**What you need to do**
Copy all of the lines below word for word.

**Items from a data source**
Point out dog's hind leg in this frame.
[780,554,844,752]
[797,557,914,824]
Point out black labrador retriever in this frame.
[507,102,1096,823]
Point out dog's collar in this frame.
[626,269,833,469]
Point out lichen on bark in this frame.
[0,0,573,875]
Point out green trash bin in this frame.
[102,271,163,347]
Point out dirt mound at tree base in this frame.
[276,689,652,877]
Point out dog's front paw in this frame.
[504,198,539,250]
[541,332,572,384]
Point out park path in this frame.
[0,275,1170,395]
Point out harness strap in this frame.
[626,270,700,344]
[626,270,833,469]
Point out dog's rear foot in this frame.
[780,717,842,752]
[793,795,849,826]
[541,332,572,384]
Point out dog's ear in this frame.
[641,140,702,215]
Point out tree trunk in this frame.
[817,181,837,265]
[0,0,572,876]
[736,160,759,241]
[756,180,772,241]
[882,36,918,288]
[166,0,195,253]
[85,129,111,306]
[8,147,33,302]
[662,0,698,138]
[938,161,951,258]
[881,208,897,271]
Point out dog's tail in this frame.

**Complete output**
Point out dog's hind leg in this frame.
[780,554,844,752]
[797,557,914,824]
Point out black labrador retriever in this frame.
[507,102,1096,823]
Point out dog's collar in this frame.
[626,269,833,469]
Point out lichen on bark in this frame.
[0,0,573,875]
Point out green trash bin in this frame.
[102,271,163,347]
Point out dirt mound at tree base in this frame.
[276,689,652,877]
Point out dog's front paw in this frame.
[504,198,539,250]
[541,332,572,384]
Point out park path in this frame.
[0,275,1170,395]
Point out harness strap in this frame.
[626,270,700,344]
[626,270,833,469]
Point out dog's rear foot in this frame.
[780,717,842,752]
[793,795,849,826]
[541,332,572,384]
Point out dog's ear in this frame.
[641,140,702,215]
Point out tree trunk in this frame.
[817,181,837,265]
[0,0,572,876]
[736,160,759,241]
[756,180,772,241]
[882,36,918,288]
[166,0,195,253]
[85,129,111,306]
[8,147,33,302]
[662,0,698,138]
[938,161,951,258]
[881,208,897,271]
Point out dog's tail in this frame.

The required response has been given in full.